GIVEN PASSAGE:
════════════════════

A gray card is used mainly for the proper exposure. But all gray cards are not equal. Some will not be 18% gray, but maybe 1/2 stop over or under. It's hard to tell which gray card is exactly 18% gray. Some experimentation on your part may be necessary. Perhaps use a gray card with someone holding it and then after the image is taken, use Photoshop or another editing software to judge whether the exposure is correct. If it is you can say the gray card is accurate.

The gray card also can be used for whiter balance IF when you take a picture of the gray card, the red, green, and blue components of white light is shown in equal amounts as shown on your cameras HISTOGRAM. Again, all gray cards do not reflect RGB in equal amounts (necessary to get proper white balance). You need to experiment with your cameras HISTOGRAM to be able to tell. It is probably best to use a pure white card to set white balance.

Again, all white cards are not pure white. Never use printer paper. It will not be pure white and you might get a slight color cast to your images.

════════════════════

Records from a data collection
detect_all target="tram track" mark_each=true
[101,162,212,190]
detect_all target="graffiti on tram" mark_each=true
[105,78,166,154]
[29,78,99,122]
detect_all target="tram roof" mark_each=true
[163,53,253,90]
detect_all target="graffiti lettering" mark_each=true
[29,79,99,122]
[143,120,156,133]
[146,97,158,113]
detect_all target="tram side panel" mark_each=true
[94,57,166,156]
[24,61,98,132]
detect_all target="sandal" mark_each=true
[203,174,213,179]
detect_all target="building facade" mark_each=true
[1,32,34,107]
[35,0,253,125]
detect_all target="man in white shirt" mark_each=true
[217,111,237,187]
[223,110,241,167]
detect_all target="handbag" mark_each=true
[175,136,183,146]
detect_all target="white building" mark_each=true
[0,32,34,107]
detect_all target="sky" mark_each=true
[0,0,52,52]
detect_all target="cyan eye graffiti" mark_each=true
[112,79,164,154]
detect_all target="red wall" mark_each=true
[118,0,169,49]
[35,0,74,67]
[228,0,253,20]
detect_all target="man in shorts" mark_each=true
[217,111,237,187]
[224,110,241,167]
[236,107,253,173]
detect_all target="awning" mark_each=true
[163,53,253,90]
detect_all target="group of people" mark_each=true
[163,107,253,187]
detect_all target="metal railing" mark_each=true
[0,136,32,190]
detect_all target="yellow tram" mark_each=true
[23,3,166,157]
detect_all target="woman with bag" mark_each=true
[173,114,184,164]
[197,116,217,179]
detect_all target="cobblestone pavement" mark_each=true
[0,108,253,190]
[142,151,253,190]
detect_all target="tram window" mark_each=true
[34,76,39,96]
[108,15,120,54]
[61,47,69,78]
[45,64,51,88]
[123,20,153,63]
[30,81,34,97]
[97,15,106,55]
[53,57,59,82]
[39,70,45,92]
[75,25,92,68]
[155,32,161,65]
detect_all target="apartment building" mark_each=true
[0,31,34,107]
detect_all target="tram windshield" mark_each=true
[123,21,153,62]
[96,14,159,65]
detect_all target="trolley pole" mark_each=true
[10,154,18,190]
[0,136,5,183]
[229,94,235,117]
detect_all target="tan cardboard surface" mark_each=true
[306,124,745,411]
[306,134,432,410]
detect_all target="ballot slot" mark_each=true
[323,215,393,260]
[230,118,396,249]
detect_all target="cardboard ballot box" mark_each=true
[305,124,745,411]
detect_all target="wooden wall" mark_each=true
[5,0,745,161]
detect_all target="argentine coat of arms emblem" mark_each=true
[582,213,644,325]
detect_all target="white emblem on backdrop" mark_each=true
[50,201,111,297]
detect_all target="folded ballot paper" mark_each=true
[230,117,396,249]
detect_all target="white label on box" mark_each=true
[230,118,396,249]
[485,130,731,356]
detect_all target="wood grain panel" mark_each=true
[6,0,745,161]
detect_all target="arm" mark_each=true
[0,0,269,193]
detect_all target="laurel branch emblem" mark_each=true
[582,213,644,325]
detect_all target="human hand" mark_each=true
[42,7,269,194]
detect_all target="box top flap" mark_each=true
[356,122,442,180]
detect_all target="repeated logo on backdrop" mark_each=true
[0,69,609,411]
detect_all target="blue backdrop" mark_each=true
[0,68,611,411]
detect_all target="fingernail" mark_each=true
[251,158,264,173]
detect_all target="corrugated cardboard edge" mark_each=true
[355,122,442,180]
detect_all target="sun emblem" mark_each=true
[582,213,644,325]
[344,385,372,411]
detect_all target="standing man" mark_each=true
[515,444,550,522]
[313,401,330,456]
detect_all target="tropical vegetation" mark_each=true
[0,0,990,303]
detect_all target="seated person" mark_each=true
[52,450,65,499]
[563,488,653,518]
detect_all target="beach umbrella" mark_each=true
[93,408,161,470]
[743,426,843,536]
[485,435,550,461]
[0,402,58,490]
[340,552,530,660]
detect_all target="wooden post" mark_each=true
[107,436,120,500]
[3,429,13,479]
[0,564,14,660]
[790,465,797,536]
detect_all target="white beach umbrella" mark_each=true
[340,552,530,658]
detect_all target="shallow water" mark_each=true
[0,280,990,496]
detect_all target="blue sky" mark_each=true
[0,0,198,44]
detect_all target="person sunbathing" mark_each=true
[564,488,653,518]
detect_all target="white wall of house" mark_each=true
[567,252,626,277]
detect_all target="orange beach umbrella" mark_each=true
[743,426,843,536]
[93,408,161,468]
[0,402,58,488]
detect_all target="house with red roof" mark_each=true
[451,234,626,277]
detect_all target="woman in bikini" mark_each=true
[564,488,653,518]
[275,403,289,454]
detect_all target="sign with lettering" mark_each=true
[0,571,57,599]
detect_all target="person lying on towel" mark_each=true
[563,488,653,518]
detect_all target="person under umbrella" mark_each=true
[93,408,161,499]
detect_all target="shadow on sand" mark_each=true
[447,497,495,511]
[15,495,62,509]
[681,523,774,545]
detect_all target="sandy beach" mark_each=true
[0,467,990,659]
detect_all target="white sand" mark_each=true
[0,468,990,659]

════════════════════

WHAT YOU NEED TO DO:
**1)** Which paper does the gray card passage say should never be used as a white card?
**2)** From the gray card passage, return the text starting with "A gray card is" and going on through "card is accurate.", copied word for word.

TASK ANSWERS:
**1)** Printer paper.

**2)**
A gray card is used mainly for the proper exposure. But all gray cards are not equal. Some will not be 18% gray, but maybe 1/2 stop over or under. It's hard to tell which gray card is exactly 18% gray. Some experimentation on your part may be necessary. Perhaps use a gray card with someone holding it and then after the image is taken, use Photoshop or another editing software to judge whether the exposure is correct. If it is you can say the gray card is accurate.